======== Dataset content

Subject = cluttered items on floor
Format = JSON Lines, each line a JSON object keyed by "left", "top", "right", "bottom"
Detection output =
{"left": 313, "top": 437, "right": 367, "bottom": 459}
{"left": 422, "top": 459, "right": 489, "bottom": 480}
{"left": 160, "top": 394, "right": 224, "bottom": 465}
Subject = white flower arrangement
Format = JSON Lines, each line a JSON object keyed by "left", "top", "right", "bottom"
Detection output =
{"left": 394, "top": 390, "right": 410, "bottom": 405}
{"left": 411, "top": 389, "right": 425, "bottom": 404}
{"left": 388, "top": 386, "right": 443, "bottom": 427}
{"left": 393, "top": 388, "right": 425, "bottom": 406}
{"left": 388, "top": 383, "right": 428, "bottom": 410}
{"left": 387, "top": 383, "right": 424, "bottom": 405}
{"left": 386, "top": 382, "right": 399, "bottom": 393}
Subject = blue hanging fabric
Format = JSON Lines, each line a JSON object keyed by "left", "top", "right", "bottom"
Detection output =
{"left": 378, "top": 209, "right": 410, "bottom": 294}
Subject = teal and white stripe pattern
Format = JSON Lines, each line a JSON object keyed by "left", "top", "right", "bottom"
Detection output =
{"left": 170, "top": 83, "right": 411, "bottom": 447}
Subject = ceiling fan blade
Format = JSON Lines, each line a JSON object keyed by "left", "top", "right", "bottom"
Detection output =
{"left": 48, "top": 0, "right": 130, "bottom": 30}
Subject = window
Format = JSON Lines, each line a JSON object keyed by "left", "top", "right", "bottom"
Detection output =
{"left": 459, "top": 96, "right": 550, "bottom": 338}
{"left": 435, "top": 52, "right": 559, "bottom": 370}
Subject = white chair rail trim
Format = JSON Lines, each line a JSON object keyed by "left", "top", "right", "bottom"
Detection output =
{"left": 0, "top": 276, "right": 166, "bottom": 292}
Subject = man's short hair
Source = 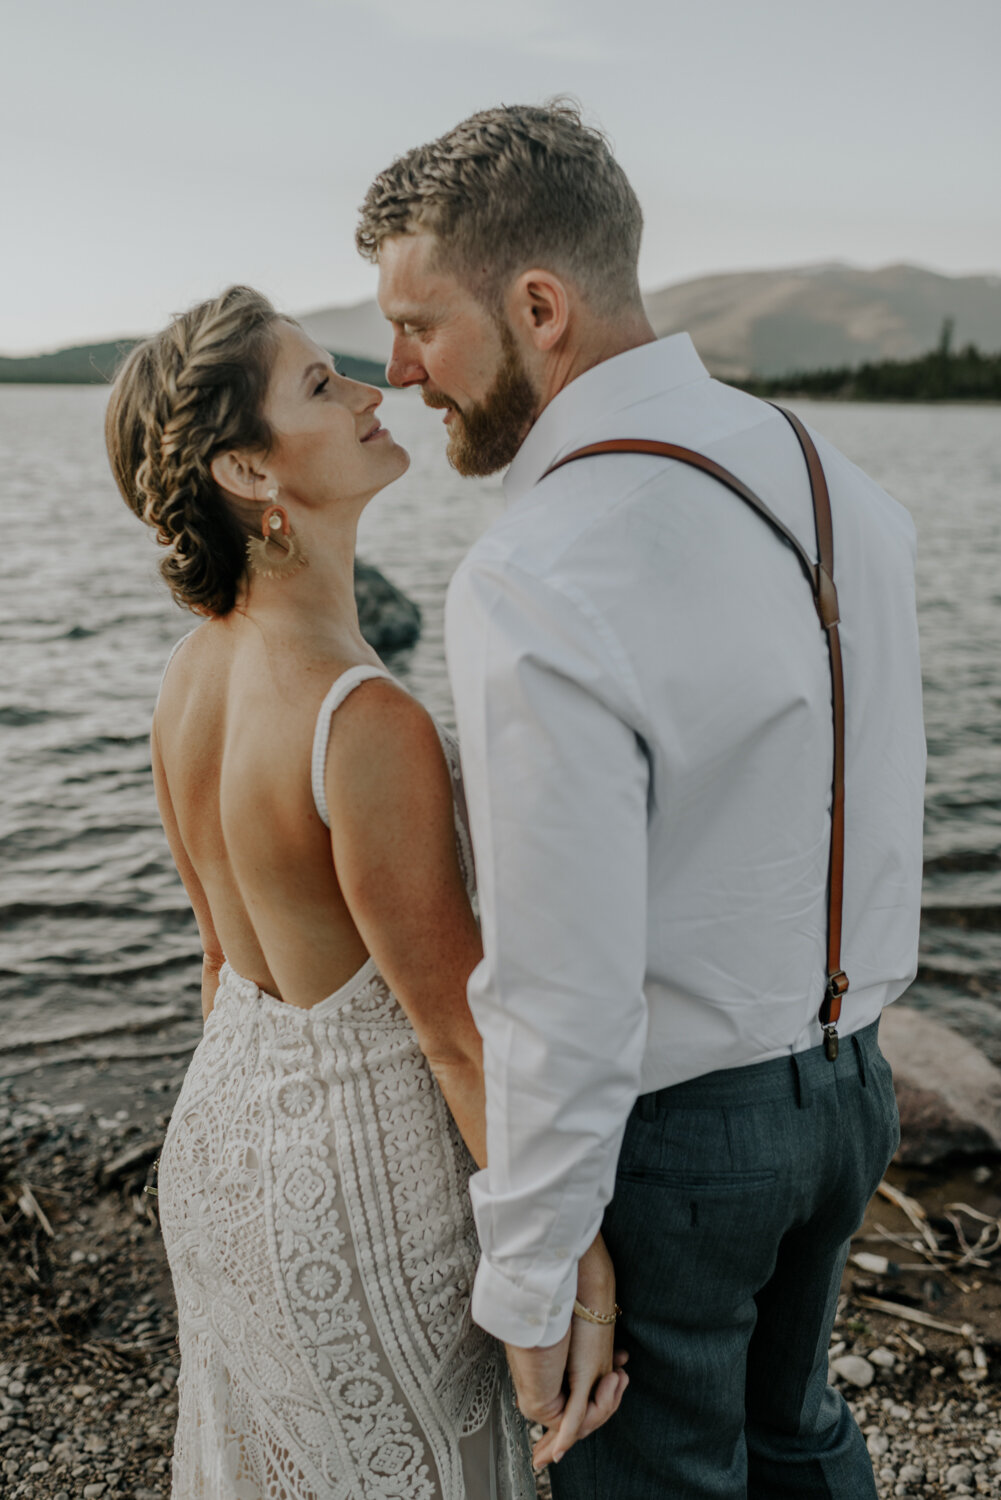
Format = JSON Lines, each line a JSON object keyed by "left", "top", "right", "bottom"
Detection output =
{"left": 356, "top": 100, "right": 644, "bottom": 316}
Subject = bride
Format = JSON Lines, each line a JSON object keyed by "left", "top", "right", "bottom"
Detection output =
{"left": 105, "top": 285, "right": 626, "bottom": 1499}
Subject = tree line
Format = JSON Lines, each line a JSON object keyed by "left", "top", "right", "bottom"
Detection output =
{"left": 743, "top": 321, "right": 1001, "bottom": 401}
{"left": 0, "top": 342, "right": 388, "bottom": 387}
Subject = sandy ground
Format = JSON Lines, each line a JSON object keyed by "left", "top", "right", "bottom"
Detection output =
{"left": 3, "top": 1075, "right": 1001, "bottom": 1499}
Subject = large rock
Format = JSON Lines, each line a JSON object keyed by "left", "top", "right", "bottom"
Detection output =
{"left": 355, "top": 560, "right": 421, "bottom": 653}
{"left": 880, "top": 1005, "right": 1001, "bottom": 1165}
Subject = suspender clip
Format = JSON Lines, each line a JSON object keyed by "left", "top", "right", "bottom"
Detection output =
{"left": 822, "top": 973, "right": 849, "bottom": 1061}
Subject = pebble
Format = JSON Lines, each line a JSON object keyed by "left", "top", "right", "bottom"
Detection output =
{"left": 72, "top": 1383, "right": 95, "bottom": 1398}
{"left": 868, "top": 1346, "right": 896, "bottom": 1369}
{"left": 83, "top": 1487, "right": 106, "bottom": 1499}
{"left": 945, "top": 1464, "right": 973, "bottom": 1486}
{"left": 831, "top": 1354, "right": 875, "bottom": 1388}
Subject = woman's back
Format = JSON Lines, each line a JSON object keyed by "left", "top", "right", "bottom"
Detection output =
{"left": 154, "top": 620, "right": 385, "bottom": 1009}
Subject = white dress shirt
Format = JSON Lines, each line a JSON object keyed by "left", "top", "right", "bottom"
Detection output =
{"left": 444, "top": 334, "right": 926, "bottom": 1348}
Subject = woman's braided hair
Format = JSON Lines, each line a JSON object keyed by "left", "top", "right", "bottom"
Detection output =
{"left": 106, "top": 285, "right": 283, "bottom": 617}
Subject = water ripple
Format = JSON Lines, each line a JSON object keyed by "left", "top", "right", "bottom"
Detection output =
{"left": 0, "top": 388, "right": 998, "bottom": 1065}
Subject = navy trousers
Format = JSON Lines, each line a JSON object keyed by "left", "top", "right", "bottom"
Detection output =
{"left": 551, "top": 1020, "right": 899, "bottom": 1500}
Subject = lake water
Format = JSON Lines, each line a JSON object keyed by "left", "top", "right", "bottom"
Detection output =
{"left": 1, "top": 387, "right": 999, "bottom": 1088}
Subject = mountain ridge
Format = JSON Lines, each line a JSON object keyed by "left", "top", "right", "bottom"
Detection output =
{"left": 295, "top": 262, "right": 1001, "bottom": 379}
{"left": 639, "top": 262, "right": 1001, "bottom": 378}
{"left": 3, "top": 263, "right": 999, "bottom": 384}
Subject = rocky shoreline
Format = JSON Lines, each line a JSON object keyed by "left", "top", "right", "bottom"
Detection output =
{"left": 4, "top": 1014, "right": 1001, "bottom": 1499}
{"left": 1, "top": 1088, "right": 177, "bottom": 1500}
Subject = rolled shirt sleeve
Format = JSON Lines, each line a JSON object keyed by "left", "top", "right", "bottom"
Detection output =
{"left": 445, "top": 555, "right": 650, "bottom": 1348}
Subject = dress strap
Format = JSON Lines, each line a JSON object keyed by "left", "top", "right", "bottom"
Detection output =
{"left": 158, "top": 627, "right": 201, "bottom": 696}
{"left": 310, "top": 665, "right": 399, "bottom": 828}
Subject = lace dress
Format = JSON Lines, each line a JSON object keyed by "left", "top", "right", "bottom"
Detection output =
{"left": 157, "top": 665, "right": 535, "bottom": 1500}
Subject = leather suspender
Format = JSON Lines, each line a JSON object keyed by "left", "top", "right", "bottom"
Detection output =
{"left": 540, "top": 405, "right": 849, "bottom": 1059}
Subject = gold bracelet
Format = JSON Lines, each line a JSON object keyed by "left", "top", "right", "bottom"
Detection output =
{"left": 572, "top": 1297, "right": 621, "bottom": 1326}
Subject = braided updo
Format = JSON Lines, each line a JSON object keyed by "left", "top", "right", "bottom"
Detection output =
{"left": 105, "top": 285, "right": 284, "bottom": 616}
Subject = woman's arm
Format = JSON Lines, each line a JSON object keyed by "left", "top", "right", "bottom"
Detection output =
{"left": 324, "top": 681, "right": 487, "bottom": 1162}
{"left": 326, "top": 681, "right": 627, "bottom": 1458}
{"left": 151, "top": 718, "right": 226, "bottom": 1021}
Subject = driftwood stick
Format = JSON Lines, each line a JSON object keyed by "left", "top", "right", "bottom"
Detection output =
{"left": 898, "top": 1330, "right": 927, "bottom": 1356}
{"left": 942, "top": 1211, "right": 995, "bottom": 1269}
{"left": 856, "top": 1295, "right": 977, "bottom": 1339}
{"left": 872, "top": 1224, "right": 947, "bottom": 1266}
{"left": 876, "top": 1180, "right": 941, "bottom": 1255}
{"left": 944, "top": 1202, "right": 1001, "bottom": 1226}
{"left": 17, "top": 1183, "right": 54, "bottom": 1238}
{"left": 99, "top": 1137, "right": 163, "bottom": 1187}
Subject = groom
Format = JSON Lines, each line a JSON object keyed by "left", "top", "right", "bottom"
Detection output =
{"left": 358, "top": 103, "right": 925, "bottom": 1497}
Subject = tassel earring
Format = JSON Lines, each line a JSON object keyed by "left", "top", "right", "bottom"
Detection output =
{"left": 246, "top": 487, "right": 306, "bottom": 579}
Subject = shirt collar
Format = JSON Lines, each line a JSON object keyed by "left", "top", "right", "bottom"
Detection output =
{"left": 502, "top": 333, "right": 710, "bottom": 507}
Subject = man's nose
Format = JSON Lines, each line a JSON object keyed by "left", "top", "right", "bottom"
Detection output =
{"left": 386, "top": 335, "right": 426, "bottom": 389}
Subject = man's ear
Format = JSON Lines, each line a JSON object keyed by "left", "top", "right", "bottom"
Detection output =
{"left": 209, "top": 449, "right": 268, "bottom": 502}
{"left": 507, "top": 269, "right": 570, "bottom": 352}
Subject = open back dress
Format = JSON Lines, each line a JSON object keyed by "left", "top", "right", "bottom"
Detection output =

================

Goal of the exercise => Look back at the entries above and repeat, unchanged, every line from the line holding "Subject = navy trousers" through the line holding "Subject = leather suspender".

Output for this task =>
Subject = navy trousers
Format = JSON Lines, each line a JSON object keyed by "left", "top", "right", "bottom"
Detection output =
{"left": 551, "top": 1020, "right": 899, "bottom": 1500}
Subject = lake water
Format = JSON Lines, each line a JSON object keyed by "left", "top", "right", "bottom"
Detection output =
{"left": 1, "top": 387, "right": 999, "bottom": 1088}
Subject = mountain ridge
Format = JSON Lines, each line a JSON object keyed by "left", "top", "right", "bottom"
Detection output =
{"left": 295, "top": 262, "right": 1001, "bottom": 379}
{"left": 639, "top": 262, "right": 1001, "bottom": 378}
{"left": 3, "top": 263, "right": 999, "bottom": 384}
Subject = rocky shoreline
Format = JSON Lines, each line a JSON object keyed by "left", "top", "right", "bottom"
Detection output =
{"left": 4, "top": 1014, "right": 1001, "bottom": 1499}
{"left": 1, "top": 1088, "right": 177, "bottom": 1500}
Subject = rolled shirt sleeve
Format = JSON Lines, each line a JSON object keyed by "left", "top", "right", "bottom"
Detection output =
{"left": 445, "top": 555, "right": 650, "bottom": 1348}
Subject = dress strap
Format = JSON Lines, each line a JSON object keyed by "left", "top", "right", "bottom"
Detection output =
{"left": 158, "top": 627, "right": 201, "bottom": 696}
{"left": 310, "top": 665, "right": 399, "bottom": 828}
Subject = lace dress
Format = JSON Lines, each line a JSON object keyed by "left", "top", "right", "bottom"
Detection output =
{"left": 157, "top": 665, "right": 535, "bottom": 1500}
Subject = leather suspender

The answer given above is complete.